Return every line of the data below that contains the word "green".
[Start Material to process]
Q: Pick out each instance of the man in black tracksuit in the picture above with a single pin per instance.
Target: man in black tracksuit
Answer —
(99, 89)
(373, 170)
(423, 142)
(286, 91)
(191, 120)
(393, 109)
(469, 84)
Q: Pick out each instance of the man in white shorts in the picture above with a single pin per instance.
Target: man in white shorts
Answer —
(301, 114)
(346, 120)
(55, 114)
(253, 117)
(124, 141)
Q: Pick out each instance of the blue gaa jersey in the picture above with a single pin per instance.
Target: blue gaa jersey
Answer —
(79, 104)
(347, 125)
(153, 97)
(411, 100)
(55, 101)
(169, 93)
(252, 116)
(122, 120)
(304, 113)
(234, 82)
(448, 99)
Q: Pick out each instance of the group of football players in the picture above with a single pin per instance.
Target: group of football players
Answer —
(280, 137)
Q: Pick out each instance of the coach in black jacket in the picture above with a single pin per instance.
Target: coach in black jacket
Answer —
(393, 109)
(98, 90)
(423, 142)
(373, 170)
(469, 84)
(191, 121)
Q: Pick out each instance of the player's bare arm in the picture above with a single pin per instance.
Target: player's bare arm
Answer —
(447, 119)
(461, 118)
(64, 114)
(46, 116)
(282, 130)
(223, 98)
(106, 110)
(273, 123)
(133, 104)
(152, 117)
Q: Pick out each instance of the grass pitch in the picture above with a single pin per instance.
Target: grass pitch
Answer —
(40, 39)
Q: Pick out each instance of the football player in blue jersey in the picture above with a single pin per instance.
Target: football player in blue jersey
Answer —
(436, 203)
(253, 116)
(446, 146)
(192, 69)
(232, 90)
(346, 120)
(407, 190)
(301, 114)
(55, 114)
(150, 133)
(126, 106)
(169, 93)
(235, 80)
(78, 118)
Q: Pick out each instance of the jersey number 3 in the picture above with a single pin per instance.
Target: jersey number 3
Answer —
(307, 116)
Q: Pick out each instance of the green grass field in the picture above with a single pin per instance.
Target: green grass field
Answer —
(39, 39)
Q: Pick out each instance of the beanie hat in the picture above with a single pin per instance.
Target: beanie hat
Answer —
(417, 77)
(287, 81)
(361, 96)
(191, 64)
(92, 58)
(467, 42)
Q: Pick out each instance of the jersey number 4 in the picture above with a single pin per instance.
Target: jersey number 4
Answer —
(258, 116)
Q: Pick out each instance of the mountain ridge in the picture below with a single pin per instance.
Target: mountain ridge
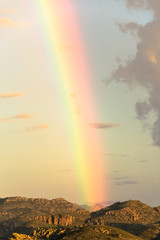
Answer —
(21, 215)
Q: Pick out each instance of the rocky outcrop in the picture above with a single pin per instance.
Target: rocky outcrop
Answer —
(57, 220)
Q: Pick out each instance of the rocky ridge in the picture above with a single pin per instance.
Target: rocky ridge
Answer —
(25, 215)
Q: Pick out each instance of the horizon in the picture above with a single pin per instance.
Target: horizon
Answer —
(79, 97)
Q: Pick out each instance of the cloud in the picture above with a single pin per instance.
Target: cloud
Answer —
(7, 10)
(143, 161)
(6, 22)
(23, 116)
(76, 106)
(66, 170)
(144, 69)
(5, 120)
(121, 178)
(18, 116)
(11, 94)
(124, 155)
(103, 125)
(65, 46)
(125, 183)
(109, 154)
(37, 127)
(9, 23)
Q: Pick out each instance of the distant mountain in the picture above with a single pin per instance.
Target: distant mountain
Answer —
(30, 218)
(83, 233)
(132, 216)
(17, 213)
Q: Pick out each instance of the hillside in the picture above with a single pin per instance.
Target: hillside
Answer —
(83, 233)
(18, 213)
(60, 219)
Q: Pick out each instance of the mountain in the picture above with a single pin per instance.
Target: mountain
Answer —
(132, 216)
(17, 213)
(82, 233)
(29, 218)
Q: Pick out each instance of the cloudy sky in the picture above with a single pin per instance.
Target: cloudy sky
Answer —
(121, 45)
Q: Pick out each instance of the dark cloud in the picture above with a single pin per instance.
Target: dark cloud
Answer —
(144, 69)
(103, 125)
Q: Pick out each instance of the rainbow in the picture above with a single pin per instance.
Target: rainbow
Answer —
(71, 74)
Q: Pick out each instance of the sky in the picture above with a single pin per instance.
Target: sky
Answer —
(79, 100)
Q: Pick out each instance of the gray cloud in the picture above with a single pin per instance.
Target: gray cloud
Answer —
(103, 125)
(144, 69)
[End Material to process]
[Start Material to process]
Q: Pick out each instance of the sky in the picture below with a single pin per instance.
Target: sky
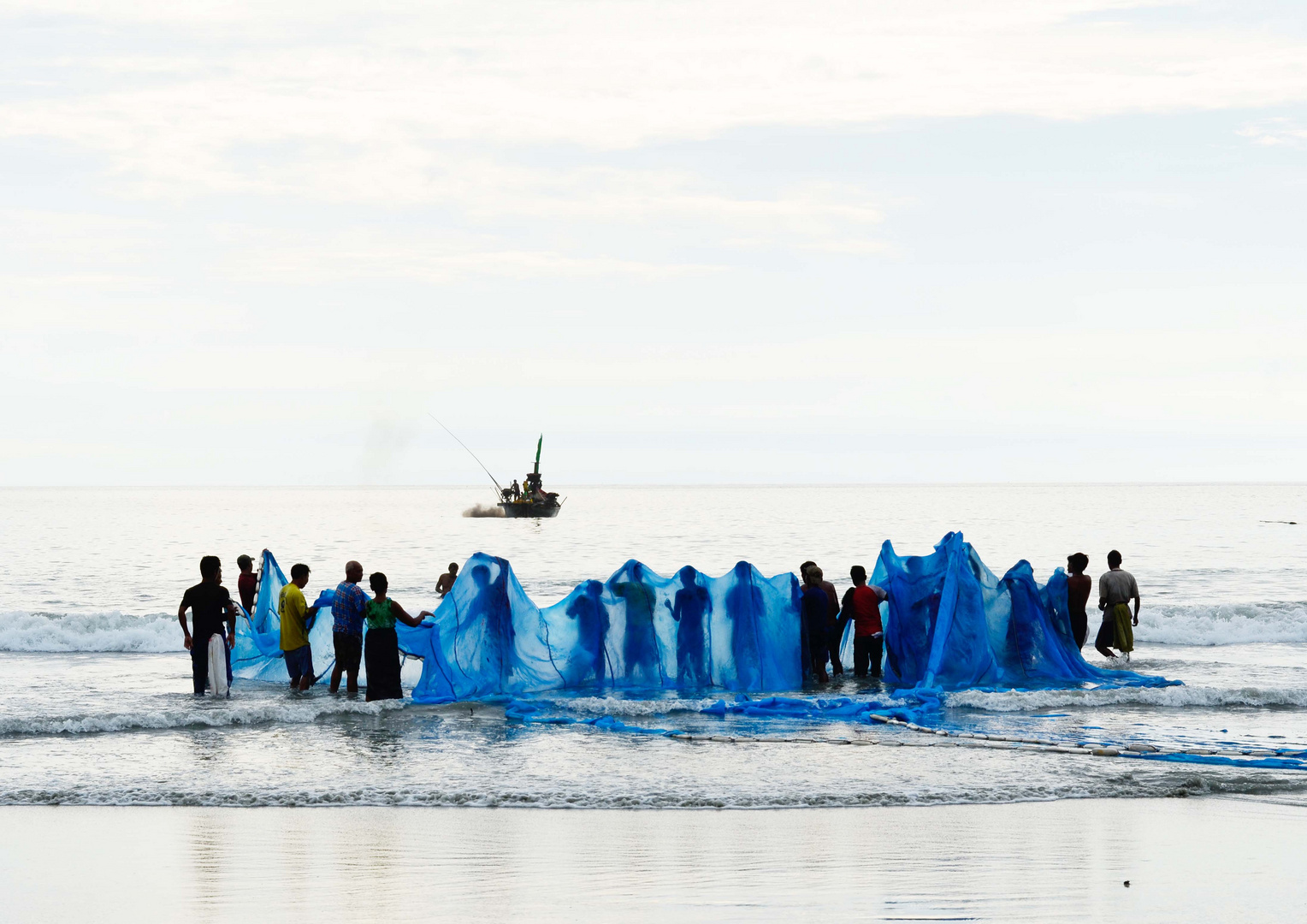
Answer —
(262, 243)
[End Material to process]
*Final result*.
Q: Pick out each instance of the green grass field in the picture above with a single pin per instance.
Target: green grass field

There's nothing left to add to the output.